→ **Goal of the exercise**: If a line in the material below has the word "roof", copy it.

→ **Available data**:
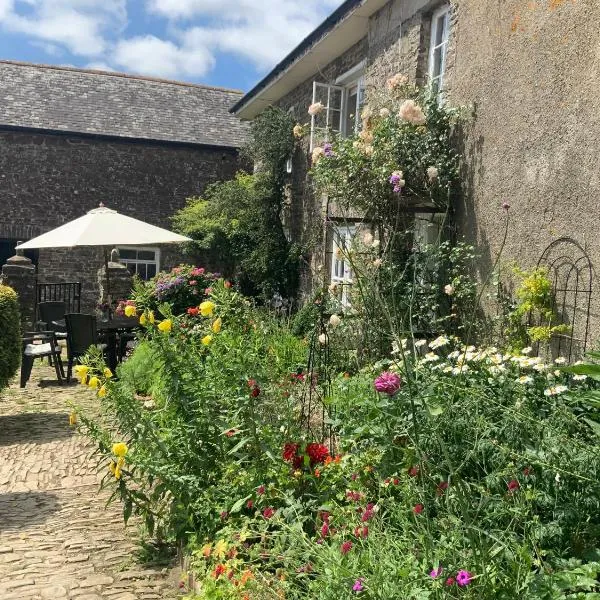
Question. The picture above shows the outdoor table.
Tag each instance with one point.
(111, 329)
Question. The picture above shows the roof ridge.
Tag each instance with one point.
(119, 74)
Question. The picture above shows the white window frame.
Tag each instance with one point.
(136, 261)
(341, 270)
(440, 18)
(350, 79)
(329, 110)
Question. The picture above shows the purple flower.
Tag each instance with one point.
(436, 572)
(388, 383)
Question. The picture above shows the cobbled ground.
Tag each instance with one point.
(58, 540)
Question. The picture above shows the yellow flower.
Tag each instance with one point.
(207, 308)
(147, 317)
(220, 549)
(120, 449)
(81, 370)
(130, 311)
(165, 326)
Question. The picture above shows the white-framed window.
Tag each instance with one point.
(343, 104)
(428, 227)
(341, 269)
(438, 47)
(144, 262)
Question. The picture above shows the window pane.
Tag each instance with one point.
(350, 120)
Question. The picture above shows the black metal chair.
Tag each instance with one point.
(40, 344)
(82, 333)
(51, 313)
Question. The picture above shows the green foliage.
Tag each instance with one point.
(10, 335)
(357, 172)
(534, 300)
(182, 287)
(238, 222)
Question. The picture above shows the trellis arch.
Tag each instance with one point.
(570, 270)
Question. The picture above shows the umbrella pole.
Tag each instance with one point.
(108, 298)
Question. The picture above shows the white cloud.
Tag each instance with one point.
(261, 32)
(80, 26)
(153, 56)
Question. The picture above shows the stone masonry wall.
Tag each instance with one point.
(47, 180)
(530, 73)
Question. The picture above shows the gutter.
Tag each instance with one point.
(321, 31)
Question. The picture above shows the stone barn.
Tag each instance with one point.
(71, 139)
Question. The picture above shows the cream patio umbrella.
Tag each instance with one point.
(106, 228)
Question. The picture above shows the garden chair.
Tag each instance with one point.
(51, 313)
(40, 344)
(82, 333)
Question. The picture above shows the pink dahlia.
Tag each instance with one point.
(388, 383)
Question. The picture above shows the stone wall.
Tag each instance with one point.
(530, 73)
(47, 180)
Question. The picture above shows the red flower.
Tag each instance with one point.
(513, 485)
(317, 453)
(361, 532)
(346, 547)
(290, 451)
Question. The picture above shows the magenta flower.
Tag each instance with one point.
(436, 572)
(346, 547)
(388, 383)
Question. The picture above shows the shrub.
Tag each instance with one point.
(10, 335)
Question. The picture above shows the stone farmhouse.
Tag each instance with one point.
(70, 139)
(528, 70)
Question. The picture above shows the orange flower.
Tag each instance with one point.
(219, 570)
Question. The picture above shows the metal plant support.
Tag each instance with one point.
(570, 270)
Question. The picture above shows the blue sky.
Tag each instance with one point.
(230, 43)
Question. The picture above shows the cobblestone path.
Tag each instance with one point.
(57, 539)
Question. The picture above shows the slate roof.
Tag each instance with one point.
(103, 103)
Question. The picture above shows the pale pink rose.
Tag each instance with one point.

→ **Task output**:
Question. The picture above shows the roof ridge.
Question. The picture above shows the slate roof.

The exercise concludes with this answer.